# [Short problem 1]
According to the venue music reviews, how many locations does Meatball and Wine Bar now have?

# [Quoted passage]

Not many people start a restaurant with the concept of 'glitch hop teamed up with a limited menu of meats' in mind, but you'd be wrong to think it wouldn't work. Meatball and Wine Bar now have three locations (despite settling on a name worse than their music selections) and each of them exclusively play a mix of Flying Lotus, Nosaj Thing, Zomboy and other indistinguishable versions of them on a loop and a little too loud. The food is good, the alcohol is there albeit not at the great prices of BYO or IMB (in my bag) and mostly it's uncomfortable sitting in a dark room eating meatballs screaming over off-kilter beats with someone else. Either you like their food enough to deal with their music or spring for an outdoor table.

Try it if: You still like glitch hop

Pressed Juices

Is it irresponsible to talk about a store I refuse to go into? Is it irresponsible to sell juices for $15 that would only sell if they were 'pressed' by the feet of God on their way out of Collingwood after blessing it with bicycle lanes, Messina and overpriced vegan tacos? I assume they play something awful, like Johnny Depp's long lost country album or Matchbox 20.

Try it if: You have come into a large inheritance you don't care for.

General Pants

There are few retail stores that require a trigger warning as much as General Pants does and the anxiety I felt as I stood outside the store, staring at the mountains of denim cut offs was palpable. I was greeted by deep house that was playing at a level Stereosonic would deem 'pushing it' but it didn't stop the shop assistant from giving me a "HI WELCOME, I LOVE YOUR SHOES WHERE DID YOU GET THEM FROM I NEED THEM AHAHA LET ME KNOW IF YOU NEED HELP". So with a volume acclimatised assistant hovering behind me, I gazed blankly at the tropical print shirts, crochet halters and rainbow of denim cut offs (no doubt, this is a business that is boom-ing) and stayed in the store for the total of 1 song before I had to get myself out of there. It was inoffensive, generic deep house that juxtaposes nicely against the over zealous General Pants workers that haunt my dreams.

Try it if: A bad acid trip sounds comforting to you.

Excerpts of pointing data

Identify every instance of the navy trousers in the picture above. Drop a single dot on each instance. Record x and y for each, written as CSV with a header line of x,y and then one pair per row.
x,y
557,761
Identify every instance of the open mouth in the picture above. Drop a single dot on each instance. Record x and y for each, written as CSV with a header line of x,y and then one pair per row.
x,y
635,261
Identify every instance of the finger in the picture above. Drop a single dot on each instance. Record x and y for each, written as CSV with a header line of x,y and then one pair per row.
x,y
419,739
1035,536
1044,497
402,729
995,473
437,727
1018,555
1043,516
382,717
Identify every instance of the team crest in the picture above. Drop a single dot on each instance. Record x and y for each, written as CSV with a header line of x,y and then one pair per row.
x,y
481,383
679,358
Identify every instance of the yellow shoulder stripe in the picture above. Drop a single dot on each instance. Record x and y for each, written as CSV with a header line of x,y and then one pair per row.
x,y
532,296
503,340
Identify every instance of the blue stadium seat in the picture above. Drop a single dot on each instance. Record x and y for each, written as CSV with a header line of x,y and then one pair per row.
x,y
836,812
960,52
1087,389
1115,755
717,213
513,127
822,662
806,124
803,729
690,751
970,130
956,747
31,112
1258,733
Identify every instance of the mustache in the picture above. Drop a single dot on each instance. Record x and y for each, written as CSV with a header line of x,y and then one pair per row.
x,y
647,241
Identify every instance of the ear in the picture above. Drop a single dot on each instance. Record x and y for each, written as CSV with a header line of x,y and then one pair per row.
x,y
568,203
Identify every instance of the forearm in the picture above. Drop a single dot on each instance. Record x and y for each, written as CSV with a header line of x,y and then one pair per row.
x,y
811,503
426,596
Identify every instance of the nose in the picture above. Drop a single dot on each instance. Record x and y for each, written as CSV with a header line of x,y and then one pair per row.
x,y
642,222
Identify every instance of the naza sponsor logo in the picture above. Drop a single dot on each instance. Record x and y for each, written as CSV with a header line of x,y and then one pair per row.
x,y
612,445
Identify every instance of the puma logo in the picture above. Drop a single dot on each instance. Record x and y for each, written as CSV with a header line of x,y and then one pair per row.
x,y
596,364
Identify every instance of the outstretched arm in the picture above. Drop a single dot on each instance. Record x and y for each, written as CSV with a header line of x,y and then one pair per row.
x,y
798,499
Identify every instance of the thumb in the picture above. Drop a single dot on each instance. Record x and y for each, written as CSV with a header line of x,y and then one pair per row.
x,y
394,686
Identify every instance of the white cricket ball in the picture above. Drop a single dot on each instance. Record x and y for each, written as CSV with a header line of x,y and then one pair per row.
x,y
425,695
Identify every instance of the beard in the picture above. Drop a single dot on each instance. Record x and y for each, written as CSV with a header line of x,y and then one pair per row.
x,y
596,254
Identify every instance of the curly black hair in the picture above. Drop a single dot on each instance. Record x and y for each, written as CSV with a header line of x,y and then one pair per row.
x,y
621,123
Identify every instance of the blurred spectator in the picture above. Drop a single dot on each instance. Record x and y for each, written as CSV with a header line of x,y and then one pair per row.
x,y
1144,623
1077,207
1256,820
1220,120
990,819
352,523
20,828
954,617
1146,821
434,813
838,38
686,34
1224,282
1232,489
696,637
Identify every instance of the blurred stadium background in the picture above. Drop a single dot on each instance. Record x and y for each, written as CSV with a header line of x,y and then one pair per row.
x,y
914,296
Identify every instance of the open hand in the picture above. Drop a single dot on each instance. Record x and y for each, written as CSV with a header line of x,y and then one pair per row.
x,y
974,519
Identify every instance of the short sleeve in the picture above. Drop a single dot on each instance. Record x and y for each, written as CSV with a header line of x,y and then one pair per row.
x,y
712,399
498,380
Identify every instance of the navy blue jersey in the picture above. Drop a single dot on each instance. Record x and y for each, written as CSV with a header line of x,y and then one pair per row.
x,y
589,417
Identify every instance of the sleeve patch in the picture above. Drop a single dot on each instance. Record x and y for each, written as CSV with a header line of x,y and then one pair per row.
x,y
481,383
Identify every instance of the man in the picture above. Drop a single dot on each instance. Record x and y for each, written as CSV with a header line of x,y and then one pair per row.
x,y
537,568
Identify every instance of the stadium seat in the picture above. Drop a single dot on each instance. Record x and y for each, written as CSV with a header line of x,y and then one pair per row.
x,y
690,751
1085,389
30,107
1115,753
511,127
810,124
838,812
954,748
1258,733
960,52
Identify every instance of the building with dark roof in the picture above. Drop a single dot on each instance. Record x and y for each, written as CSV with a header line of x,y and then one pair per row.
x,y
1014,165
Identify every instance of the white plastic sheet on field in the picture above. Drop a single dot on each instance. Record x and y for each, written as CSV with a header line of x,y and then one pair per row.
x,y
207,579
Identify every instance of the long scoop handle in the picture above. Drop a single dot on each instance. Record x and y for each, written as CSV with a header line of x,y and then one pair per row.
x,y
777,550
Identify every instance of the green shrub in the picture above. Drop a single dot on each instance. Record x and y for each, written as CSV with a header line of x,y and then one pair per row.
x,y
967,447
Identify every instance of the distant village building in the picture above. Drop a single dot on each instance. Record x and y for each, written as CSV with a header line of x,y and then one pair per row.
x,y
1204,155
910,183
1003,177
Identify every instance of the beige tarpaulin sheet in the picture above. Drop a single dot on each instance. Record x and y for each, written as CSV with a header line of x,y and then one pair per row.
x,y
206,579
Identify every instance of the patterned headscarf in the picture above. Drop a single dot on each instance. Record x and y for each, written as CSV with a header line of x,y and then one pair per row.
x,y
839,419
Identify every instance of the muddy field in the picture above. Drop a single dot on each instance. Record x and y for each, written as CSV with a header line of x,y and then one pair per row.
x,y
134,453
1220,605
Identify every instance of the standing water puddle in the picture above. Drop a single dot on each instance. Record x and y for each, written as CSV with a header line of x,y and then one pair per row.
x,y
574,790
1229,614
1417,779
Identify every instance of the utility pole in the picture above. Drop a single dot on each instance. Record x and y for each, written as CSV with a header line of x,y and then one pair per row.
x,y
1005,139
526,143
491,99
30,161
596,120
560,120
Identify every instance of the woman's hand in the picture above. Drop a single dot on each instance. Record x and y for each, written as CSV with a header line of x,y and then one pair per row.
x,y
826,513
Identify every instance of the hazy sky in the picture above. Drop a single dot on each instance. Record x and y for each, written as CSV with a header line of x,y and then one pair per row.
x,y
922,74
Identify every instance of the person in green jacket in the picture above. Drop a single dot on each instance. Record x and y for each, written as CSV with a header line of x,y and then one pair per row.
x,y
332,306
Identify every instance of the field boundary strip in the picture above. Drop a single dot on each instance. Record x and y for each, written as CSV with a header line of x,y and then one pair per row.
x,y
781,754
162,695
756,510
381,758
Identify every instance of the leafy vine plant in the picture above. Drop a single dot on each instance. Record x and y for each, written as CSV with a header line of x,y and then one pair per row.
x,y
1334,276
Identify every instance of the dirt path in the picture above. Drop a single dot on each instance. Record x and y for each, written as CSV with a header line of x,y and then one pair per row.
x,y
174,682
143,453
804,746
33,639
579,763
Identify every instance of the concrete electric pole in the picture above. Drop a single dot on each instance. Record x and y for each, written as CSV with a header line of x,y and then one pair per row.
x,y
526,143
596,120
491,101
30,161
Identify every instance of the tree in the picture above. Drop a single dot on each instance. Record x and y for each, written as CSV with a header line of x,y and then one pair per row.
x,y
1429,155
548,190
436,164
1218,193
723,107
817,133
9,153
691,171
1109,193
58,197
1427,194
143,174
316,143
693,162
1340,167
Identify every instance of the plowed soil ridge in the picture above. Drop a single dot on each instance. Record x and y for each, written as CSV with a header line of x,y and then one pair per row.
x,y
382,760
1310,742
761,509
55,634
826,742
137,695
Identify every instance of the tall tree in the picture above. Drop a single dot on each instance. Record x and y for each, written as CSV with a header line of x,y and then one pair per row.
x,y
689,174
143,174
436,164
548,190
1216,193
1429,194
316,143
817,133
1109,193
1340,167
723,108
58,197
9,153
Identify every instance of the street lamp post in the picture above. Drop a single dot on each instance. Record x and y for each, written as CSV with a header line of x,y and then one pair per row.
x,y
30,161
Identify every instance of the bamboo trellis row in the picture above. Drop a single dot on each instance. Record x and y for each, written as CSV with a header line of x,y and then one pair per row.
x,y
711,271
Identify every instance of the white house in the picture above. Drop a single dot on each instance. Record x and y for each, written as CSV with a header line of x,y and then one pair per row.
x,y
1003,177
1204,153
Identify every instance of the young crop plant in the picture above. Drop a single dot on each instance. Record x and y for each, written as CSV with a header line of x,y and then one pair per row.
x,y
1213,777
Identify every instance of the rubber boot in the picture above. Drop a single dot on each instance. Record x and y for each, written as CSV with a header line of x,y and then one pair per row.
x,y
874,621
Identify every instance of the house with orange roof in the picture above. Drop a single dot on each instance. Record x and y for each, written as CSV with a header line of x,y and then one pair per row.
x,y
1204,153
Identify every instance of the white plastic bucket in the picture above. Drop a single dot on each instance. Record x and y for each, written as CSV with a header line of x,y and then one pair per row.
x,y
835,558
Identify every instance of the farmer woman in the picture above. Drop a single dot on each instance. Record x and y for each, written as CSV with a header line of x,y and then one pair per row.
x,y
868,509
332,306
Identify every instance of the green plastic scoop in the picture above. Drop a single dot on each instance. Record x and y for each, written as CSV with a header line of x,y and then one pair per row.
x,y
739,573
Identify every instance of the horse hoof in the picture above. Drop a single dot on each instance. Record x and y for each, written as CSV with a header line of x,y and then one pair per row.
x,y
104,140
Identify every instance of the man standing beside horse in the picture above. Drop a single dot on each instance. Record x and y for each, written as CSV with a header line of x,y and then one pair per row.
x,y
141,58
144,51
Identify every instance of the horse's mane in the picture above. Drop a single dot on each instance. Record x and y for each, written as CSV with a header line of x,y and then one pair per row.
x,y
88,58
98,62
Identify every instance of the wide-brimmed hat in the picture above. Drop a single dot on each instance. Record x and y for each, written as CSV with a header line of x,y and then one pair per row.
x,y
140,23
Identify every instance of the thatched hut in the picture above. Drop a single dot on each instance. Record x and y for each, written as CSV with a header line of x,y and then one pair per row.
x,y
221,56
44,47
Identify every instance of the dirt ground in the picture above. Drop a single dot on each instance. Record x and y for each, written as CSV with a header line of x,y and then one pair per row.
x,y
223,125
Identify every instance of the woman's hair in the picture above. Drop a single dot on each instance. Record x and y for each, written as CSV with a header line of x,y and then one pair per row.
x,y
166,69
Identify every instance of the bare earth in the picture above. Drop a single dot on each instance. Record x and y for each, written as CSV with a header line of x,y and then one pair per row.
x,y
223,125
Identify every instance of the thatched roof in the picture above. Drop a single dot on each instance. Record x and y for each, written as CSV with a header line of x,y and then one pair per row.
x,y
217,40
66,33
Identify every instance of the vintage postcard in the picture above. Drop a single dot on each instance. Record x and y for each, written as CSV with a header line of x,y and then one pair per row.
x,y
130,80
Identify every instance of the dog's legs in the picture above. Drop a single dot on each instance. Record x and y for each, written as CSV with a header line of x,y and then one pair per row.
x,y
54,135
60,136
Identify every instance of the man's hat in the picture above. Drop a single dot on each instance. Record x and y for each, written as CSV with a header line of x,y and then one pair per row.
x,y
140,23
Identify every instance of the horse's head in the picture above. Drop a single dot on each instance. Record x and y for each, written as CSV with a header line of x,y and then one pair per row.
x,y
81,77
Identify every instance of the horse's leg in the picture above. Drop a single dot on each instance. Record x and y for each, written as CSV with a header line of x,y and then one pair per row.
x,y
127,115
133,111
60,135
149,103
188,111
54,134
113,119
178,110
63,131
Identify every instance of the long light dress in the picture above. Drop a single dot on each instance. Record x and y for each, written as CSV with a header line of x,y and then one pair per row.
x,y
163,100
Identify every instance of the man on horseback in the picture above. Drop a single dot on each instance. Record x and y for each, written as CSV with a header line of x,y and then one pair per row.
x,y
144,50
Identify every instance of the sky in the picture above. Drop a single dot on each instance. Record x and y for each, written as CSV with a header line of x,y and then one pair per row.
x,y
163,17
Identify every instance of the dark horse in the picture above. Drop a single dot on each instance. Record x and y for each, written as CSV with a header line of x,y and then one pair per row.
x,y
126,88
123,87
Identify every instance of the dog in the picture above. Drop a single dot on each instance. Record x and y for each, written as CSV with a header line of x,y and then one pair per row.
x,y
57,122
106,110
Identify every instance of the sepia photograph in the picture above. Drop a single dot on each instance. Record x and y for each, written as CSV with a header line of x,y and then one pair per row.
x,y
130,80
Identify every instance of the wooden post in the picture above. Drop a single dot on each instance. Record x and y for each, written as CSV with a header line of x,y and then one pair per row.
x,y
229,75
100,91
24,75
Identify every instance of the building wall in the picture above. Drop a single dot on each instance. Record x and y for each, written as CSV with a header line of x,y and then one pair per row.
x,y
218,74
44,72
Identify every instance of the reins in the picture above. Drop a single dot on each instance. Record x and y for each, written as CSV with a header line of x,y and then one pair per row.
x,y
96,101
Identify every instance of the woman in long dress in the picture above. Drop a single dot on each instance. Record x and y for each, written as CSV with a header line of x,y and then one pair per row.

# [Short problem 2]
Count the lines in the records that contain the string "green". Reply with the number only.

# [Exercise output 1]
Three.

# [Exercise output 2]
3